## PASSAGE GIVEN
3

I'm getting strange behavior when using TikZ's evaluate syntax.

Why is the bottom line shorter than the other three?

See how the bottom diagonal line is shorter than the other three? This is not the desired behavior. The code for the above image is here:

\documentclass{memoir}
\usepackage{tikz}
\begin{document}

\[
\begin{tikzpicture}
    \foreach \x in {0,...,4} 
        {\node (X\x) at (0,\x) {$\bullet$};
        }
    \foreach \x in {0,...,4} 
        {\node (Y\x) at (3,\x) {$\bullet$};
        }
% start weirdness
    \draw (X0) -- (Y1);
    \foreach \x [evaluate=\x as \sx using \x+1] in {1,...,3}
    {
        \draw (X\x) -- (Y\sx);
    }
% end weirdness. 
% Comment out the above weirdness and uncomment out the following:
%   \draw (X0) -- (Y0);
%   \foreach \x [evaluate=\x as \sx using \x] in {1,...,3}
%   {
%      \draw (X\x) -- (Y\sx);
%   }
\end{tikzpicture}
\]

\end{document}

If you comment out the lines between "start weirdness" and "end weirdness" and you un-comment out the last five lines, you'll see that the problem is magically fixed: all the lines look the same.

## ENTRIES
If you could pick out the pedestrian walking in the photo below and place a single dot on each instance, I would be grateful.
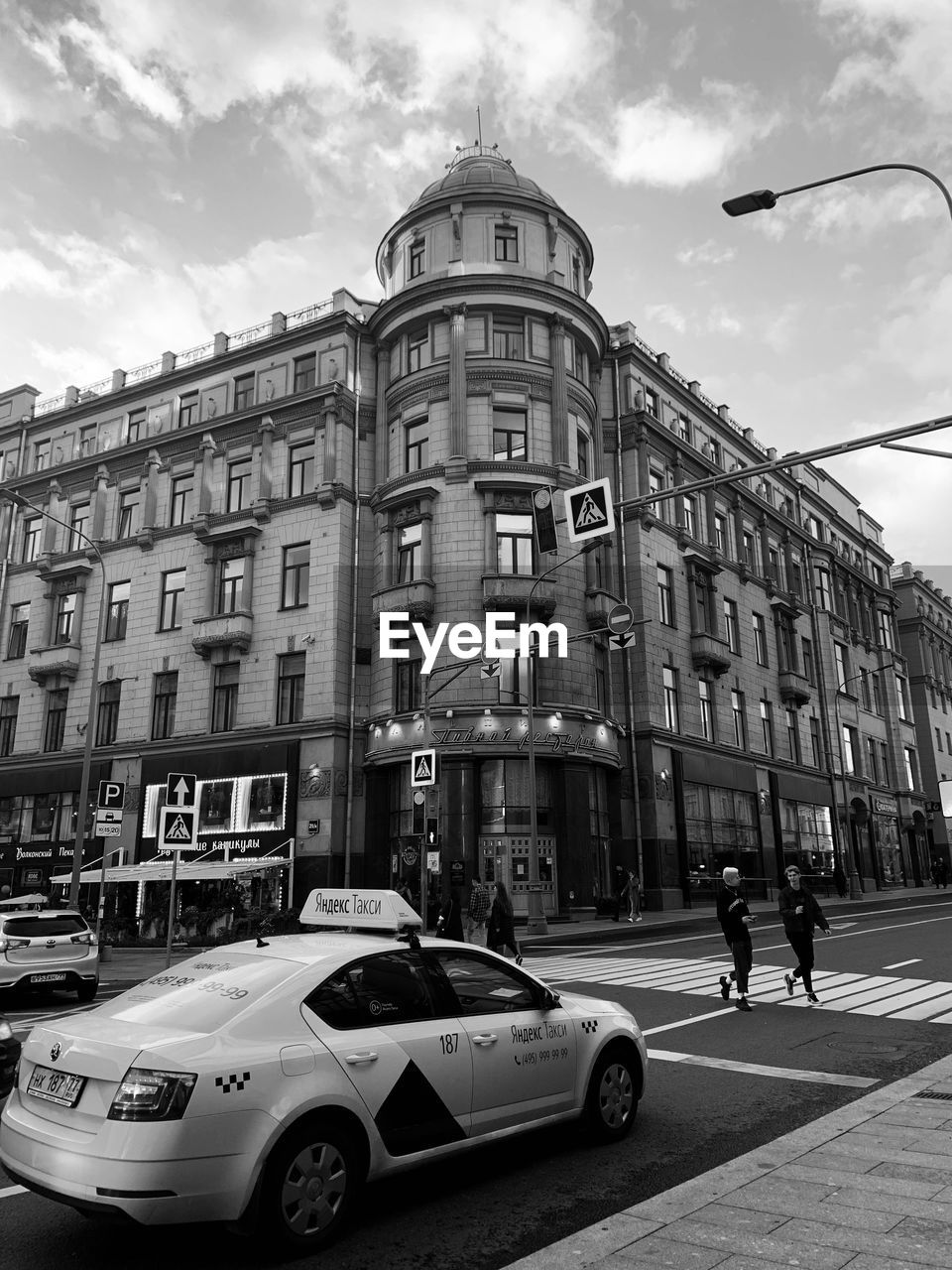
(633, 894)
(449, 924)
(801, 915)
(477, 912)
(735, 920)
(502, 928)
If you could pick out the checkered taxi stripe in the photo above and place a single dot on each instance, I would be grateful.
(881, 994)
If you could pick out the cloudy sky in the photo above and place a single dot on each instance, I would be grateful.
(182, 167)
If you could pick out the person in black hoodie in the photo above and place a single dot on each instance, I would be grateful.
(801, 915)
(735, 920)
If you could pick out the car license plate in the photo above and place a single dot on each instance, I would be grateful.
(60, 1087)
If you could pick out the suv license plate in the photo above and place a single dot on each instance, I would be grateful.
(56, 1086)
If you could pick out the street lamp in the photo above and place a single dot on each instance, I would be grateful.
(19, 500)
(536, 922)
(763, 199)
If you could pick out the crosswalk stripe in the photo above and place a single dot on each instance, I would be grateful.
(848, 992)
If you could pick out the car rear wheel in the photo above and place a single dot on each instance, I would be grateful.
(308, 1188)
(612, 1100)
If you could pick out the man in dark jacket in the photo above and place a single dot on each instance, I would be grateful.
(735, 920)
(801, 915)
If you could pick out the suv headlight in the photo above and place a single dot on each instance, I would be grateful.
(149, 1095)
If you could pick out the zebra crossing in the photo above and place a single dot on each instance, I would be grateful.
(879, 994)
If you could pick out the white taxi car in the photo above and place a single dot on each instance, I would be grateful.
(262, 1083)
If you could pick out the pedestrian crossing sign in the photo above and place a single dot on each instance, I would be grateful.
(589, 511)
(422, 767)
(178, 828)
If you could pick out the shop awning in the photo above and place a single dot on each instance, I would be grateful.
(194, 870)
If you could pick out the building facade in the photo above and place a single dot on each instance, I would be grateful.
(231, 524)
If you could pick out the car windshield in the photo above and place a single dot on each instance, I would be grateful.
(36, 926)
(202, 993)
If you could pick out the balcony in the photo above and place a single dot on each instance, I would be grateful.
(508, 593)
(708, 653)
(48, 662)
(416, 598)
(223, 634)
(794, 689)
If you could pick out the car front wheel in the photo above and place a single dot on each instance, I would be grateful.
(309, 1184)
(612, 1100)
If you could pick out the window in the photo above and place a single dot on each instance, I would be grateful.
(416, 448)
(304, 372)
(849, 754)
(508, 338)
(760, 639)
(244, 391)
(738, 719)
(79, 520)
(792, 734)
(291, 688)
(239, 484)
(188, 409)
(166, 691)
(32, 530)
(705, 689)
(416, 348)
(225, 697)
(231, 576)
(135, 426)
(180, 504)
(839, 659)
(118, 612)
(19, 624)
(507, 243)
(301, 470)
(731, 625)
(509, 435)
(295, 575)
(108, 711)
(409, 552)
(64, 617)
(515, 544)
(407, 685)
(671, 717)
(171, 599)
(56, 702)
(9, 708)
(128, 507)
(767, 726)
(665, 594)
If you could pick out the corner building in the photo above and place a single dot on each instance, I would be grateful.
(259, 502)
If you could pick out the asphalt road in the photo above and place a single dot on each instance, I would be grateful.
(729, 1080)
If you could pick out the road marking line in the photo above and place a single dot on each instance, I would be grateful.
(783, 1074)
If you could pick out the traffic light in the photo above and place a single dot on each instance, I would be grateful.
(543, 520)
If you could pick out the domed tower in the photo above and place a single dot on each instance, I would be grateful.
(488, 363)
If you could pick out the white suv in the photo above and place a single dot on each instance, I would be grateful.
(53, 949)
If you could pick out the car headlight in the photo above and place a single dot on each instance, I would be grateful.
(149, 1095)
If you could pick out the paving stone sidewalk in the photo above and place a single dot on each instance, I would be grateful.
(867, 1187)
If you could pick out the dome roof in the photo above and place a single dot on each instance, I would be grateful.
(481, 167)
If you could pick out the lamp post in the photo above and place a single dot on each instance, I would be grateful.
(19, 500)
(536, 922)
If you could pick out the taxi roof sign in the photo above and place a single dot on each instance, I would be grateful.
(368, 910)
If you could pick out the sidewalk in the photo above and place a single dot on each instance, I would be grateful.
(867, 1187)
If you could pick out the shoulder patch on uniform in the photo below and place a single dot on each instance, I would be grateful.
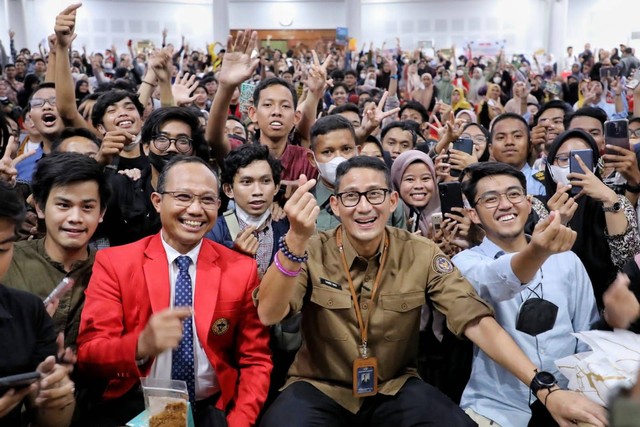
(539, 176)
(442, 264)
...
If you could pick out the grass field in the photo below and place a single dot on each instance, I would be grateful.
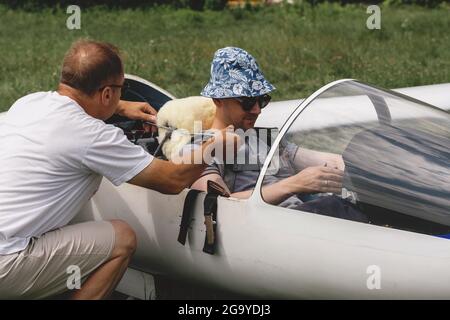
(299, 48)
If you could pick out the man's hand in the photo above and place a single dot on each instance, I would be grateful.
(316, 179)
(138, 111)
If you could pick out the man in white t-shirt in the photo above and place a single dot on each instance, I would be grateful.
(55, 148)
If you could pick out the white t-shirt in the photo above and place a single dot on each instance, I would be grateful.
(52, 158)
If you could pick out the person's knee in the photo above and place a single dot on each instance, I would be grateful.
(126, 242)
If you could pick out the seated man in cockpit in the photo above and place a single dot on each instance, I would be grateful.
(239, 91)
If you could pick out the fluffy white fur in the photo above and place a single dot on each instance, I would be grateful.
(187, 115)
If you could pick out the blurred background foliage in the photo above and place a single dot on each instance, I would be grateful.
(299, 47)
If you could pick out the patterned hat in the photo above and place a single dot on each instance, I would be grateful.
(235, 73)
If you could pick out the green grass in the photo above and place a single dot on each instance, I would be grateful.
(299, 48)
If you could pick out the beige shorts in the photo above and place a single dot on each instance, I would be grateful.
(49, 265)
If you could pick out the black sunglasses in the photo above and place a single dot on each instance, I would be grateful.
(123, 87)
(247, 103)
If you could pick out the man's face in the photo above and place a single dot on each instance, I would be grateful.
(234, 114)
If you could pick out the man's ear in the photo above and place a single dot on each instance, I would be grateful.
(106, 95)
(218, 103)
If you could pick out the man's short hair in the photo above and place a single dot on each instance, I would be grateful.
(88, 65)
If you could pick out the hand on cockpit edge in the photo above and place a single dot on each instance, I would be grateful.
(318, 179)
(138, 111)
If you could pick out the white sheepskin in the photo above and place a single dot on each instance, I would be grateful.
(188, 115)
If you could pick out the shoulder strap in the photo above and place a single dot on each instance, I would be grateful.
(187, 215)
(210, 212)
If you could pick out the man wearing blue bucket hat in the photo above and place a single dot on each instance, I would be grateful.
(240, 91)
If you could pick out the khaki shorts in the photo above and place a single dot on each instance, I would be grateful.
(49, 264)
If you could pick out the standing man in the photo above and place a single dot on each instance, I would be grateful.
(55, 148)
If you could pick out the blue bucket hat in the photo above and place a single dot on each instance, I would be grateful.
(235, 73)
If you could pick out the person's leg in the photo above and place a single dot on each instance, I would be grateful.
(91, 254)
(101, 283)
--
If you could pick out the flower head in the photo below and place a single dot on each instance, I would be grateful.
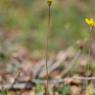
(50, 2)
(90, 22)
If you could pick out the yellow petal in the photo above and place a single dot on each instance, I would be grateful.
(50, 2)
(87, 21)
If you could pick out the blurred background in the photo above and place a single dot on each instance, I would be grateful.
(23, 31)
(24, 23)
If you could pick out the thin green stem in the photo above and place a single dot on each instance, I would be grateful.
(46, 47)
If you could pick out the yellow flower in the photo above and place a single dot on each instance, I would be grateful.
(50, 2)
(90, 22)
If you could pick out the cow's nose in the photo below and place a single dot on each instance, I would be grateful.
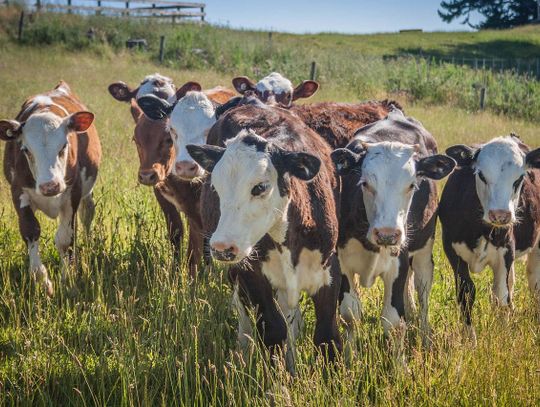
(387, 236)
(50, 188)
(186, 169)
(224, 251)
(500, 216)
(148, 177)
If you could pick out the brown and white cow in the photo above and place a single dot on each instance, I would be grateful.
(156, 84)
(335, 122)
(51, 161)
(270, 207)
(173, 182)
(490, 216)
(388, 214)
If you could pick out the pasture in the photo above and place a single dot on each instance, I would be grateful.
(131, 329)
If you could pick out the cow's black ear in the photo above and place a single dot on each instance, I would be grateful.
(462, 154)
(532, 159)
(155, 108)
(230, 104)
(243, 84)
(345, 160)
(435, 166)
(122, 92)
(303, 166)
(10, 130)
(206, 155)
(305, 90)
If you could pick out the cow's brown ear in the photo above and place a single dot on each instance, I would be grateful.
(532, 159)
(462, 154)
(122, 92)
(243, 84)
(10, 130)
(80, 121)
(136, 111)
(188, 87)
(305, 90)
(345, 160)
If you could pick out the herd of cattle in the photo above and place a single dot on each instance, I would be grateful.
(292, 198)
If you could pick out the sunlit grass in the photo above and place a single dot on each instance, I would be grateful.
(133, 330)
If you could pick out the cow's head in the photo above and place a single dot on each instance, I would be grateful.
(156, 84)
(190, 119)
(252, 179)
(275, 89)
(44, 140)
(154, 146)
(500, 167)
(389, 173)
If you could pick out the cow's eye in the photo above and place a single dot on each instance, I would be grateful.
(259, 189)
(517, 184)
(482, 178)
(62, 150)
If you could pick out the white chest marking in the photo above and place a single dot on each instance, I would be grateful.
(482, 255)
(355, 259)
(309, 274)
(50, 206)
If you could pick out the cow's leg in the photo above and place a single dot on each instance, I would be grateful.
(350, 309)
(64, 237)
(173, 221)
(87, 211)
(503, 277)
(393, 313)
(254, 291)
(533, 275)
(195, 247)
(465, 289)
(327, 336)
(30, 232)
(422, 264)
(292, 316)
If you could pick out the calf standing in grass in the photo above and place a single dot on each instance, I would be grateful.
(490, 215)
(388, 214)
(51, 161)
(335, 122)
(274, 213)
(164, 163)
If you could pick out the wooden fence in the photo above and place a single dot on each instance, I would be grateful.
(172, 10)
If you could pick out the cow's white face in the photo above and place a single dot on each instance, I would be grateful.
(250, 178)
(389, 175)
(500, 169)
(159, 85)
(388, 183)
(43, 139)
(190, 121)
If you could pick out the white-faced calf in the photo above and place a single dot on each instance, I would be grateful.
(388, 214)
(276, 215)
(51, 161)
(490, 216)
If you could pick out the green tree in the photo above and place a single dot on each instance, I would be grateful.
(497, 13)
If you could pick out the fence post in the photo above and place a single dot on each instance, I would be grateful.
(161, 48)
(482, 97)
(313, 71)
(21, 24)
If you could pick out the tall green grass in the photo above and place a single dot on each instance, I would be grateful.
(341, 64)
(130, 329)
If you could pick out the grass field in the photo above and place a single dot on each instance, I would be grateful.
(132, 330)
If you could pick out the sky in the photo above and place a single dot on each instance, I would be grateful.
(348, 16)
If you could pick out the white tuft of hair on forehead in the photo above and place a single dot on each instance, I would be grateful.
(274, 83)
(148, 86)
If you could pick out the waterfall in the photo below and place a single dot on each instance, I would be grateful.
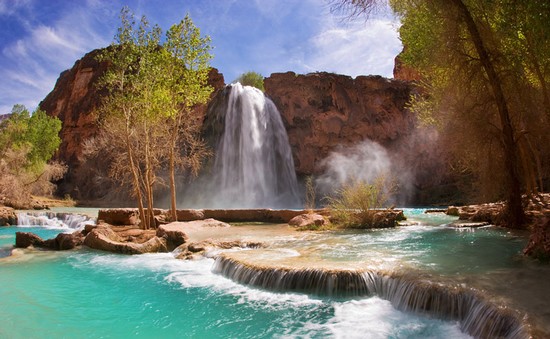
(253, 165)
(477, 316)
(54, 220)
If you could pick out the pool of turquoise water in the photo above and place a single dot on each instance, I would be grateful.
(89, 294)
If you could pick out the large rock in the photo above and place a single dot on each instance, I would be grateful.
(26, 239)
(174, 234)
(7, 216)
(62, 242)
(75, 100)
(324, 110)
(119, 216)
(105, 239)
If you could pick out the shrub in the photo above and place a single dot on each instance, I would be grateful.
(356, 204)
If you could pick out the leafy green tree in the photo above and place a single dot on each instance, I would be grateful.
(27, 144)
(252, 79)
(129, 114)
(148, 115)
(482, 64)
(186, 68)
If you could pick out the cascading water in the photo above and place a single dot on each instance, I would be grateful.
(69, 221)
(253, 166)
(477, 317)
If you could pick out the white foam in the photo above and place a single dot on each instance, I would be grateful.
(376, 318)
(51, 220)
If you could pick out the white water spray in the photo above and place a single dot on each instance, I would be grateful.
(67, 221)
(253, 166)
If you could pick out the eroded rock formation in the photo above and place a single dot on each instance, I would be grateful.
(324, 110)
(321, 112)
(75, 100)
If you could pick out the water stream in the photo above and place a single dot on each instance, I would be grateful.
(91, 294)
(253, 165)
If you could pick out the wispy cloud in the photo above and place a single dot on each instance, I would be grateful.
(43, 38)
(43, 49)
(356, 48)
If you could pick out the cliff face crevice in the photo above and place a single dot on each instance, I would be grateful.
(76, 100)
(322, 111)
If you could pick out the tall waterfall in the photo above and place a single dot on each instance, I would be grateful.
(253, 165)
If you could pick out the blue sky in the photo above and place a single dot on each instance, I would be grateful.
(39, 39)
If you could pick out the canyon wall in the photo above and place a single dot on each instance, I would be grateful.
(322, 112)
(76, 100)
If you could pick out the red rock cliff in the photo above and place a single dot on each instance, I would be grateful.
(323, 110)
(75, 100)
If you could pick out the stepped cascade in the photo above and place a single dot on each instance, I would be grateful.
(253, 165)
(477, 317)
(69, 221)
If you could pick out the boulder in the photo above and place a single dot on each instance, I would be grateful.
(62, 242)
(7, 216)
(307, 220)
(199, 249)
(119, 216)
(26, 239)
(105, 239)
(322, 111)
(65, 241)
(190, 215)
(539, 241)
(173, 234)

## SHORT TASK
In the forum post about the TikZ evaluate syntax, list every \foreach loop in the code, including any that are commented out. Give each loop's opening line and the command in its body.

## SOLUTION FOR THIS PROBLEM
1. \foreach \x in {0,...,4} — body: \node (X\x) at (0,\x) {$\bullet$};
2. \foreach \x in {0,...,4} — body: \node (Y\x) at (3,\x) {$\bullet$};
3. \foreach \x [evaluate=\x as \sx using \x+1] in {1,...,3} — body: \draw (X\x) -- (Y\sx);
4. (commented out) \foreach \x [evaluate=\x as \sx using \x] in {1,...,3} — body: \draw (X\x) -- (Y\sx);